**Extrait retenu:**

La « téléconsultation » (terme générique utilisé trop souvent abusivement puisqu’il recouvre des réalités différentes, lire encadré ci-contre) est un vrai sujet de débat tant au sein de la filière dans son ensemble que parmi les opticiens. Les technologies sont là et alimentent des initiatives qui, toutes, cherchent à avancer des solutions susceptibles de pallier les difficultés d’accès aux soins ophtalmologiques que rencontrent bon nombre de patients. Car le problème persiste : en dépit d’une amélioration notable dans certains territoires depuis 3 ans, 64 départements restent en sous-démographie ophtalmologique. Par leur maillage géographique et leur démographie, les opticiens font partie de la solution avec, pourquoi pas, une ouverture de la téléexpertise à la profession.

Sans aucun doute, les pouvoirs publics misent, en partie, sur la télémédecine pour lutter contre les déserts médicaux et améliorer l’accès aux soins visuels dans ces zones. Et elles vont définir, à terme, les règles de sa mise en place et son périmètre légal. Dans l’attente, chacun avance ses pions, pour faire « bouger les lignes : on a vu ainsi se développer, depuis 1 an, les cabines Tessan dans les points de vente ou les espaces de téléconsultation dans les magasins Alain Afflelou. Plus récemment, c’est la société Lyleoo qui propose des logiciels aux opticiens et, depuis quelques jours, en marge de toute légalité, aux opticiens en mobilité du réseau L’Opticien qui bouge. Au grand dam de Road, le Regroupement des opticiens à domicile, qui y voit « avant tout une initiative mercantile et individualiste », desservant la profession dans son ensemble.

**Consignes:**
• A. Selon l'extrait sur la téléconsultation, combien de départements restent en sous-démographie ophtalmologique ?
• B. Traduisez en anglais la phrase suivante de l'extrait sur la téléconsultation : « Sans aucun doute, les pouvoirs publics misent, en partie, sur la télémédecine pour lutter contre les déserts médicaux et améliorer l’accès aux soins visuels dans ces zones. »
• C. Citez le passage de l'extrait sur la téléconsultation qui commence par « Sans aucun doute, les » et se termine par « dans son ensemble. ».

**Données affichées:**

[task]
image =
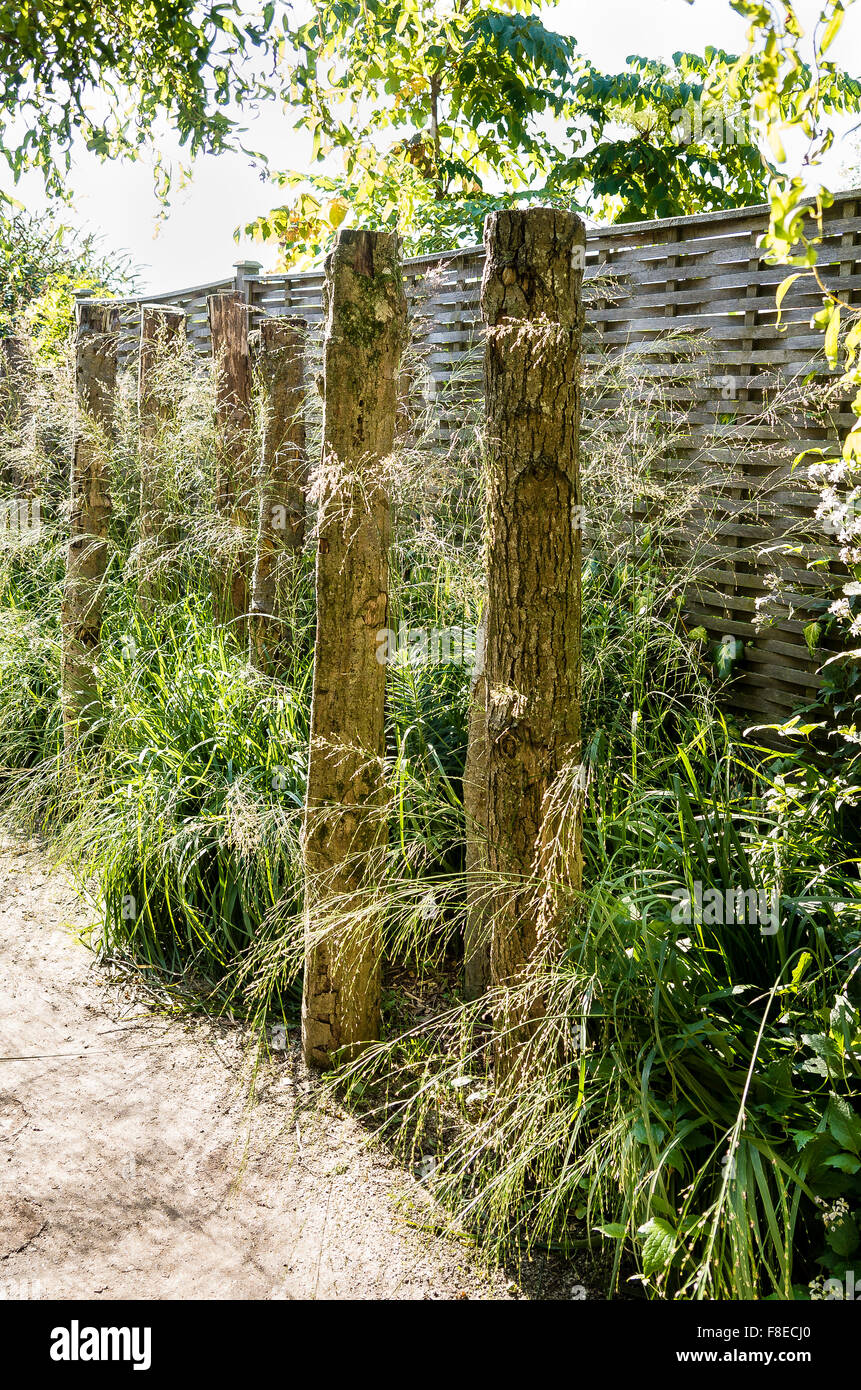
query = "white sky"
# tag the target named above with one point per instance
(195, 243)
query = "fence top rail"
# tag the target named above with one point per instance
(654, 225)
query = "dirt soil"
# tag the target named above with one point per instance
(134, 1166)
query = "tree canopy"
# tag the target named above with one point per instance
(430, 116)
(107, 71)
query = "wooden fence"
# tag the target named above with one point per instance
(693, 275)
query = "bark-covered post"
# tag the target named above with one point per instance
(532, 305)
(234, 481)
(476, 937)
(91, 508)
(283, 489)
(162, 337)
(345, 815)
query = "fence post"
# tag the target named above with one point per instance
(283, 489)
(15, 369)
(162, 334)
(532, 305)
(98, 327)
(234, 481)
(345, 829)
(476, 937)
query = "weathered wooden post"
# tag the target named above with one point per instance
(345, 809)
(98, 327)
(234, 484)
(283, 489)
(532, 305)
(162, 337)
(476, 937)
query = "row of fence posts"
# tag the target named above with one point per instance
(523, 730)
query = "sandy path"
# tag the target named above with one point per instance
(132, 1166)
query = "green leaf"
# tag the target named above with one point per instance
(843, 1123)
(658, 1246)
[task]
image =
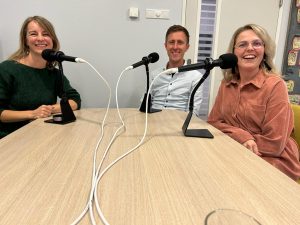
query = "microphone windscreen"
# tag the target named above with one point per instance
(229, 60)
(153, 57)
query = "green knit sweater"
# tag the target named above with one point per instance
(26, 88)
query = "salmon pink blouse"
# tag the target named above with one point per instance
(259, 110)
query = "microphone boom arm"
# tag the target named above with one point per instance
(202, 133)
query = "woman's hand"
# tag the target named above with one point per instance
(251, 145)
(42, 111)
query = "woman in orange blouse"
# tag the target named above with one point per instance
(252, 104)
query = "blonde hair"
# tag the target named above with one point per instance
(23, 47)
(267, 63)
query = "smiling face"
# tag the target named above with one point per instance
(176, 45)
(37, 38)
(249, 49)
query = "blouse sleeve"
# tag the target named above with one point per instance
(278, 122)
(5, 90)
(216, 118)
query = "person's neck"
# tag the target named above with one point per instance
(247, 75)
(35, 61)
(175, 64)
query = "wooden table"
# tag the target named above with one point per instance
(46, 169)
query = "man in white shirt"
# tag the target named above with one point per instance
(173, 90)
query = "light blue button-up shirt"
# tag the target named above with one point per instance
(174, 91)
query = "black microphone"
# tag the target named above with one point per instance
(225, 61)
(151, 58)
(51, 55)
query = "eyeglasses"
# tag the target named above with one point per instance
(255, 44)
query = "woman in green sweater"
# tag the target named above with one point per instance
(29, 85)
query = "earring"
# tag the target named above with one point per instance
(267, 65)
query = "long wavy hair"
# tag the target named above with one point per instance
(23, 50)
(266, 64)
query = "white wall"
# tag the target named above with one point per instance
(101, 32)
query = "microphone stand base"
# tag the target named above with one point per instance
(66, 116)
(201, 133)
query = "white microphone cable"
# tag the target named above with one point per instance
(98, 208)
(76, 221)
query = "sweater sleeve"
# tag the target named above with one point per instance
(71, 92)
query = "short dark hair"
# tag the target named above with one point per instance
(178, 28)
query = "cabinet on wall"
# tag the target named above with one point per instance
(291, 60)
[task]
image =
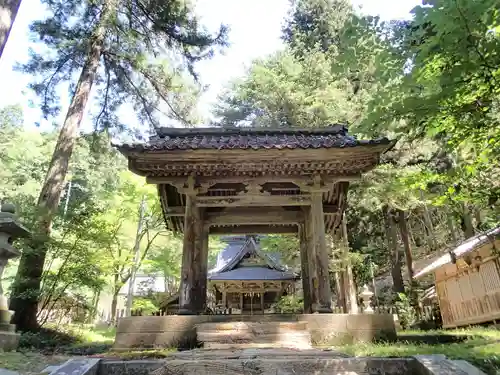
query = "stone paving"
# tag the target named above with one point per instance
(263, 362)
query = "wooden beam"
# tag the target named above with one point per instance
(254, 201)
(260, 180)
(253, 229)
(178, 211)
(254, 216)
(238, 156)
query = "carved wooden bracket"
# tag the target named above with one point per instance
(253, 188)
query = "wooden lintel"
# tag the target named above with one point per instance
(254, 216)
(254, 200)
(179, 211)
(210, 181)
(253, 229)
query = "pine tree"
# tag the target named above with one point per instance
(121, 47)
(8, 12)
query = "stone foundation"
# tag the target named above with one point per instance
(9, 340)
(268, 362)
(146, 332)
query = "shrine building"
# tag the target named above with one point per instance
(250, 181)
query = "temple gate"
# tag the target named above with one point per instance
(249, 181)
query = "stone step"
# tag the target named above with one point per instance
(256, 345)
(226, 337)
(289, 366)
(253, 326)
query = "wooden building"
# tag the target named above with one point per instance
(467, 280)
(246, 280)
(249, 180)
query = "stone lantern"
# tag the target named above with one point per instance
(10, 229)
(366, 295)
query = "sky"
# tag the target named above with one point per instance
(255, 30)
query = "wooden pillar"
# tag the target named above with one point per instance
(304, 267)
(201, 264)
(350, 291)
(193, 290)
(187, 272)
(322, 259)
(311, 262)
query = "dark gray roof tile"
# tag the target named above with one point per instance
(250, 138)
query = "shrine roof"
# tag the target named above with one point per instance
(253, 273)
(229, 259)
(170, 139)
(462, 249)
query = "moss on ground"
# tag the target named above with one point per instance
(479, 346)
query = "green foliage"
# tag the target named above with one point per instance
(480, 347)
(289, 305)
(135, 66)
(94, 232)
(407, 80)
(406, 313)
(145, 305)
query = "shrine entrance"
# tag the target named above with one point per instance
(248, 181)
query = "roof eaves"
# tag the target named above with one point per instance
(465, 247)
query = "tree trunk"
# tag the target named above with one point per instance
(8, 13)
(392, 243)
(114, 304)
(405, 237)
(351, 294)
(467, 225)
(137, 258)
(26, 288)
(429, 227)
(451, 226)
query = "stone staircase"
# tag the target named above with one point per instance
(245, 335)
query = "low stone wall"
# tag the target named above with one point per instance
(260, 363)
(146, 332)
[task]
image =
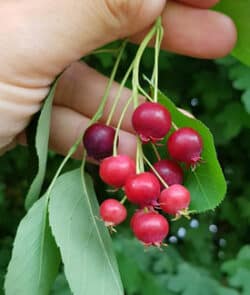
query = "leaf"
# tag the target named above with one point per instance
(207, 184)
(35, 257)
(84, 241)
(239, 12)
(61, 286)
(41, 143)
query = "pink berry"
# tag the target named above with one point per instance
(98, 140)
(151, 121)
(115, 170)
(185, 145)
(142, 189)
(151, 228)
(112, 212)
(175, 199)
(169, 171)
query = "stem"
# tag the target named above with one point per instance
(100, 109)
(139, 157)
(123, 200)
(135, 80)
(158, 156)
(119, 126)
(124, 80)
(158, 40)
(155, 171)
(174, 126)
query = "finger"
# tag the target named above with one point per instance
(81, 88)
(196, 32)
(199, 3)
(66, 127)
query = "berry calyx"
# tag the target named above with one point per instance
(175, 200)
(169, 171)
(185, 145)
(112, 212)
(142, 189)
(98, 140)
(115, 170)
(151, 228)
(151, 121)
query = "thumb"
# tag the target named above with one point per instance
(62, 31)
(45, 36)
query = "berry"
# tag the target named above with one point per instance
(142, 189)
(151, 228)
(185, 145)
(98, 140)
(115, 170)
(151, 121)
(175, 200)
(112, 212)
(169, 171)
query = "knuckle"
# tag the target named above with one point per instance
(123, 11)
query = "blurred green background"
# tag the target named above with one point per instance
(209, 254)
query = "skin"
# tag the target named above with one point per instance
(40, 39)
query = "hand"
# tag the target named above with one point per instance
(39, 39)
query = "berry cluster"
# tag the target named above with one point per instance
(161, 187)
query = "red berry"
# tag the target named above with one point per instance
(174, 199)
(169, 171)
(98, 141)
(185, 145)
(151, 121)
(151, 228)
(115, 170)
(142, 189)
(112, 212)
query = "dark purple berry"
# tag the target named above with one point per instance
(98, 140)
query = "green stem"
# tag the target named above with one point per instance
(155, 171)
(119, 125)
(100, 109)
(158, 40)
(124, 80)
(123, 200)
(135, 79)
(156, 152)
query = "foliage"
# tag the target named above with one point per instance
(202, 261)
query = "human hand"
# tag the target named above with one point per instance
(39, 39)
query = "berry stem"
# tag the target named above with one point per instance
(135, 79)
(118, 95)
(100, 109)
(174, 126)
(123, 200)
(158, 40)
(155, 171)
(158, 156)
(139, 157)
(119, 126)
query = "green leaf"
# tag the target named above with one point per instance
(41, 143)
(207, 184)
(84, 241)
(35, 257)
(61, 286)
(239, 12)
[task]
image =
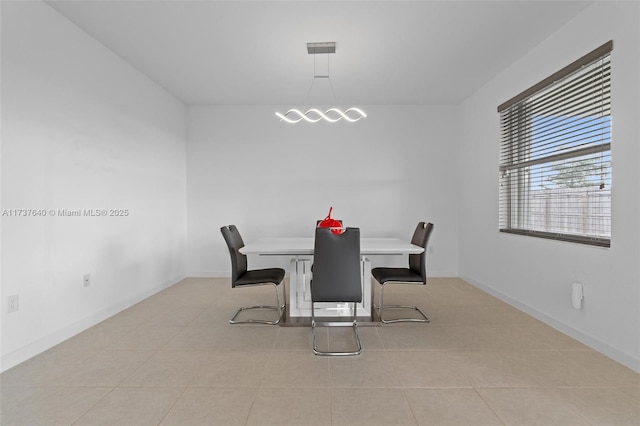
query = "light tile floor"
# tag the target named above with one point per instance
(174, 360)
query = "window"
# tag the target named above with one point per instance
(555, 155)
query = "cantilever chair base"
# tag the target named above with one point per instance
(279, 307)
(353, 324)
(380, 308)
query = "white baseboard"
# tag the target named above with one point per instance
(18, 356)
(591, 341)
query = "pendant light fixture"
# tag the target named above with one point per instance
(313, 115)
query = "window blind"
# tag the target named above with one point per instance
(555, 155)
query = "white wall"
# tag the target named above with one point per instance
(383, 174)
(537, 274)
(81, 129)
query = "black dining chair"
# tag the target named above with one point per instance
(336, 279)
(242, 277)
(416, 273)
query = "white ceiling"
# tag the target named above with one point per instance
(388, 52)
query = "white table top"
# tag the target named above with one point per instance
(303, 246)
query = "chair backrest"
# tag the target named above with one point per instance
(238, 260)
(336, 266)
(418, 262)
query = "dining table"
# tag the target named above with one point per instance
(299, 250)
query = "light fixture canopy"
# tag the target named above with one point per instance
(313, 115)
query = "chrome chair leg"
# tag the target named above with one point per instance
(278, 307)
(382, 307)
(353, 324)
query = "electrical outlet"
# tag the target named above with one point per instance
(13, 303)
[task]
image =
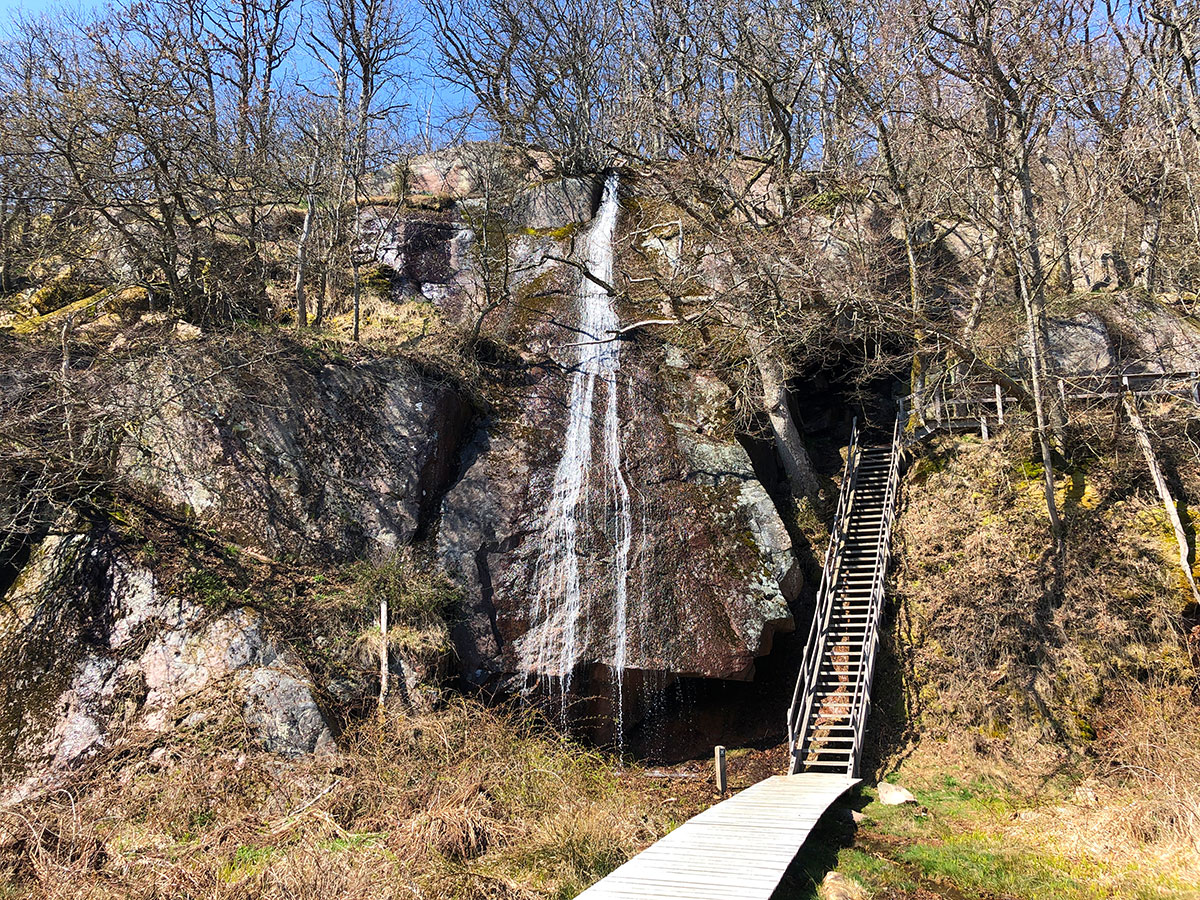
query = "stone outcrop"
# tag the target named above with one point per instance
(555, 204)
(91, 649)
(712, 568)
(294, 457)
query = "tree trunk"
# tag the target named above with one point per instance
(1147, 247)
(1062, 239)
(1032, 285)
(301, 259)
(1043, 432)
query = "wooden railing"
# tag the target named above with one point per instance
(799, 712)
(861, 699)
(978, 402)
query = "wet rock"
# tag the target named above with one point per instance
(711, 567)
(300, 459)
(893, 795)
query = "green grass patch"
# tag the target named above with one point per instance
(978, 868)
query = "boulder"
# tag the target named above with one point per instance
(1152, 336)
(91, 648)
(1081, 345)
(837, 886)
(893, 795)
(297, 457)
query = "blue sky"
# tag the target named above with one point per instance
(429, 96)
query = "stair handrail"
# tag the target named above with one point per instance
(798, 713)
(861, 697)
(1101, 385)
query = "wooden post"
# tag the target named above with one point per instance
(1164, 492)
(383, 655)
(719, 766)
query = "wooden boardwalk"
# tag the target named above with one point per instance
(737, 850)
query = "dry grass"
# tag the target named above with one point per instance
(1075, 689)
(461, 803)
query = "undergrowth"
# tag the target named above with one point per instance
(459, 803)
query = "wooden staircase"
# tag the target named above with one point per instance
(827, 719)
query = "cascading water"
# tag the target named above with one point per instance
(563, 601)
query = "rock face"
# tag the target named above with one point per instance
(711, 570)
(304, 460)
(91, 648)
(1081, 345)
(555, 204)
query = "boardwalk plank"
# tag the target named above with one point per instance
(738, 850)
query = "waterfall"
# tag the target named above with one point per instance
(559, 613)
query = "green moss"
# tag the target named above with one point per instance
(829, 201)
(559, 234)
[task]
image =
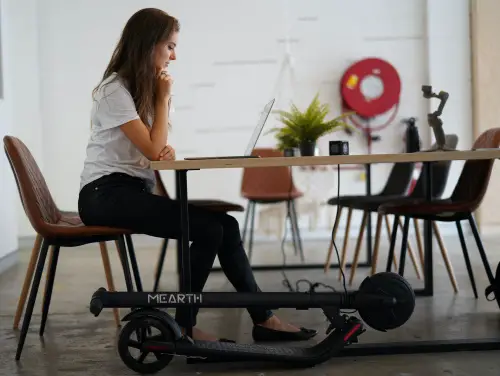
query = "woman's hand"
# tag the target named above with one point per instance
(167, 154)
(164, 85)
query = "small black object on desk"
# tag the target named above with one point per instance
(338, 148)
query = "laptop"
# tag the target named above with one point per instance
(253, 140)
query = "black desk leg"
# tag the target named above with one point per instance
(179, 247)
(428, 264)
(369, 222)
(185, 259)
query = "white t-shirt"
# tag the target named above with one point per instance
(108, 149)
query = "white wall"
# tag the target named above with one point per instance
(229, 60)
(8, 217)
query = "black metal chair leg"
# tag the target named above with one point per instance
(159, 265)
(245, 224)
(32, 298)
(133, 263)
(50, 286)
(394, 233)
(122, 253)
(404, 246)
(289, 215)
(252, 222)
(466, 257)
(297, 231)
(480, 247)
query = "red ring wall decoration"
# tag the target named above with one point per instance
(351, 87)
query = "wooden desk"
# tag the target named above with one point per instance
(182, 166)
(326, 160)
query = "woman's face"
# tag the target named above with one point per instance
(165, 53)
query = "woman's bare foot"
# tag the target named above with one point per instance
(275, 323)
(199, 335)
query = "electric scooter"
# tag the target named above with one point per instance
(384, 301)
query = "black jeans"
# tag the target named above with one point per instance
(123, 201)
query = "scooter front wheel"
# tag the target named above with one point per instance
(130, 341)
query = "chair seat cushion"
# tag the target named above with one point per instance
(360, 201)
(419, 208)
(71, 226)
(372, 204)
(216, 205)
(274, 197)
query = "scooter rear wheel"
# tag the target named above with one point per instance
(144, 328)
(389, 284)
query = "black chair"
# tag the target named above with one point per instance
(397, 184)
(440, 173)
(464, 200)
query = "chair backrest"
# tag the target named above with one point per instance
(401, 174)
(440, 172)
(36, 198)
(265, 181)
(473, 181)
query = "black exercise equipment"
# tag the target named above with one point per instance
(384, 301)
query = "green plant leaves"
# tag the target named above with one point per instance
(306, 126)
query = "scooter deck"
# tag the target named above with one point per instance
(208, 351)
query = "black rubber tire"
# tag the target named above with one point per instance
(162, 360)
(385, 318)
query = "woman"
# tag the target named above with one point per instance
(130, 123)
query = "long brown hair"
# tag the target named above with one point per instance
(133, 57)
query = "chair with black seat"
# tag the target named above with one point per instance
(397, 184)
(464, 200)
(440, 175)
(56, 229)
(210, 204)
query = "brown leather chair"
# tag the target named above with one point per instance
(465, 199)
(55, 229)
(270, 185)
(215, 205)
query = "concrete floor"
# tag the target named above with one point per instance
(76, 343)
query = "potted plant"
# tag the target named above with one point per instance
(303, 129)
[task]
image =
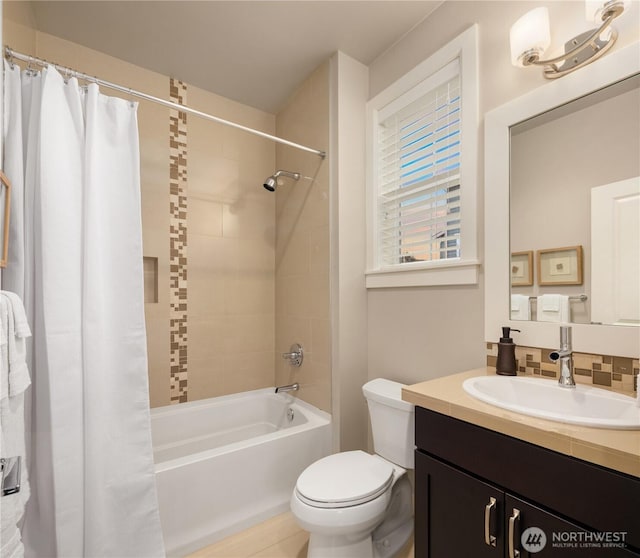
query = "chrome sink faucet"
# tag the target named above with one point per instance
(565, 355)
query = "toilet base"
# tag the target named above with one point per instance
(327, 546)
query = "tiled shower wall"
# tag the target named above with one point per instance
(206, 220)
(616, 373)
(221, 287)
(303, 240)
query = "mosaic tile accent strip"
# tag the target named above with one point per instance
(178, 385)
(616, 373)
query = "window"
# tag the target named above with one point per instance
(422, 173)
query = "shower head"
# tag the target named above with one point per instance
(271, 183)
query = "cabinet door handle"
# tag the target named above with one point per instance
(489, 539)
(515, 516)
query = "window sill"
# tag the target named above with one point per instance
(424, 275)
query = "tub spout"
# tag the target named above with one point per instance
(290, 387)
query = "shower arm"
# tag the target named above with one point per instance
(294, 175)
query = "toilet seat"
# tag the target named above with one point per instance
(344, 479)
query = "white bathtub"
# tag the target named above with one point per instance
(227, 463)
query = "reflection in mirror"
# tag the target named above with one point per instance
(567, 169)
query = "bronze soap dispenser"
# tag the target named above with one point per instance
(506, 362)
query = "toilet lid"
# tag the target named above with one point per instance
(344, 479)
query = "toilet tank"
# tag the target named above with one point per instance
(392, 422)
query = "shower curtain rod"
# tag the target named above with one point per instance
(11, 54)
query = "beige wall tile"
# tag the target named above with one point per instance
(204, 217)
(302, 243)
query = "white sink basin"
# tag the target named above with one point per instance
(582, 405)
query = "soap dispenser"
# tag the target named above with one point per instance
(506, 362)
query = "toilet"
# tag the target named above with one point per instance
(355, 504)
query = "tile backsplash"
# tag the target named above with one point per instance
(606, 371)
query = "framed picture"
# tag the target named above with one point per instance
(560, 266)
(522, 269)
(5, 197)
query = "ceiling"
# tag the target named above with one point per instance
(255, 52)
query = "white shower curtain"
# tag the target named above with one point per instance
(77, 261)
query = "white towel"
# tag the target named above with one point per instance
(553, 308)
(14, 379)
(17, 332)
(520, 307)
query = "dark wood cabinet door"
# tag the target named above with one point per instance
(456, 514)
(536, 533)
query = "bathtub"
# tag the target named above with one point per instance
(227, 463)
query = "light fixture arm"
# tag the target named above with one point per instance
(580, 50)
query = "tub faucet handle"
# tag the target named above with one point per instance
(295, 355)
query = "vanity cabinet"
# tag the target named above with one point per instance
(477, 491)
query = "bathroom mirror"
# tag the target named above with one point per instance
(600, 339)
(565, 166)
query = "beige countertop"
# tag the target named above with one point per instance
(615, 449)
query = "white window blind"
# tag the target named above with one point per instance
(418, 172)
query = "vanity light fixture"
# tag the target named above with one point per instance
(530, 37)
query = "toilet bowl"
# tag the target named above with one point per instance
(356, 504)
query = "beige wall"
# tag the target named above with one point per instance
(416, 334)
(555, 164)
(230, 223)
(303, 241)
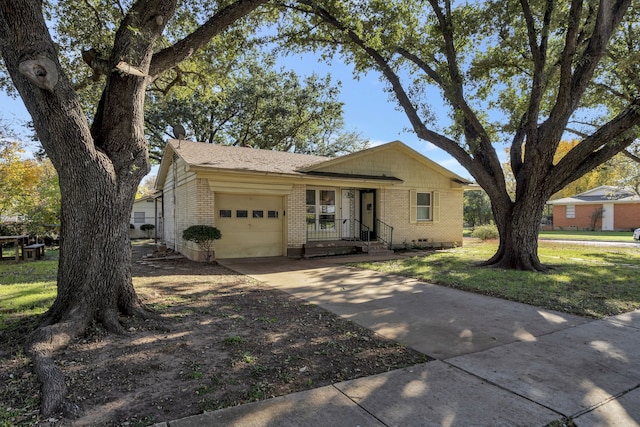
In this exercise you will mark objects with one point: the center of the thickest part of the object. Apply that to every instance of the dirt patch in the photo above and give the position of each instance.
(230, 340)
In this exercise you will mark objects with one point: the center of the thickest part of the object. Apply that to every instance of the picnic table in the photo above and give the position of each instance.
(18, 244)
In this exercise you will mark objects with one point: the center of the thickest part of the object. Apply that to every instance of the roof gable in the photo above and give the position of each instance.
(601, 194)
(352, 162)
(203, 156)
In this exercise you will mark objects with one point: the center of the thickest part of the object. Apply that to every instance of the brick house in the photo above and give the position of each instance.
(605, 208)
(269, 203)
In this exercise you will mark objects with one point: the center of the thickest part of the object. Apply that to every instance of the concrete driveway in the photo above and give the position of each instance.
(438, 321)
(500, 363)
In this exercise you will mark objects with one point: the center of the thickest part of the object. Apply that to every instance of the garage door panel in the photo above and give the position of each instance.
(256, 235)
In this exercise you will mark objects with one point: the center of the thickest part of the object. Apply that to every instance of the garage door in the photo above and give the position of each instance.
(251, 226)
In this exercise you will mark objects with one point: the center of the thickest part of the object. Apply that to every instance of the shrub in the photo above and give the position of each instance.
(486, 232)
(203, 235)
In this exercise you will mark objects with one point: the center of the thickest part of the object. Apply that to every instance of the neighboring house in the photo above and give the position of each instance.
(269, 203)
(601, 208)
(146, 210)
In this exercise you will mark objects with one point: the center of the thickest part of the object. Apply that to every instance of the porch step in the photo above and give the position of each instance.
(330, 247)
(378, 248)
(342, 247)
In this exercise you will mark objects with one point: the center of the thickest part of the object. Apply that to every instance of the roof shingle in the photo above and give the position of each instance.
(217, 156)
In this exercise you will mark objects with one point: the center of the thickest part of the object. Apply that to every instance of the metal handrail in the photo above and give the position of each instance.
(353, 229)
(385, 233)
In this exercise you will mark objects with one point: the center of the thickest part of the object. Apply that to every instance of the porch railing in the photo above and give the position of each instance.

**Réponses successives:**
• A. 64 départements.

• B. Without a doubt, the public authorities are counting, in part, on telemedicine to combat medical deserts and improve access to eye care in these areas.

• C.
Sans aucun doute, les pouvoirs publics misent, en partie, sur la télémédecine pour lutter contre les déserts médicaux et améliorer l’accès aux soins visuels dans ces zones. Et elles vont définir, à terme, les règles de sa mise en place et son périmètre légal. Dans l’attente, chacun avance ses pions, pour faire « bouger les lignes : on a vu ainsi se développer, depuis 1 an, les cabines Tessan dans les points de vente ou les espaces de téléconsultation dans les magasins Alain Afflelou. Plus récemment, c’est la société Lyleoo qui propose des logiciels aux opticiens et, depuis quelques jours, en marge de toute légalité, aux opticiens en mobilité du réseau L’Opticien qui bouge. Au grand dam de Road, le Regroupement des opticiens à domicile, qui y voit « avant tout une initiative mercantile et individualiste », desservant la profession dans son ensemble.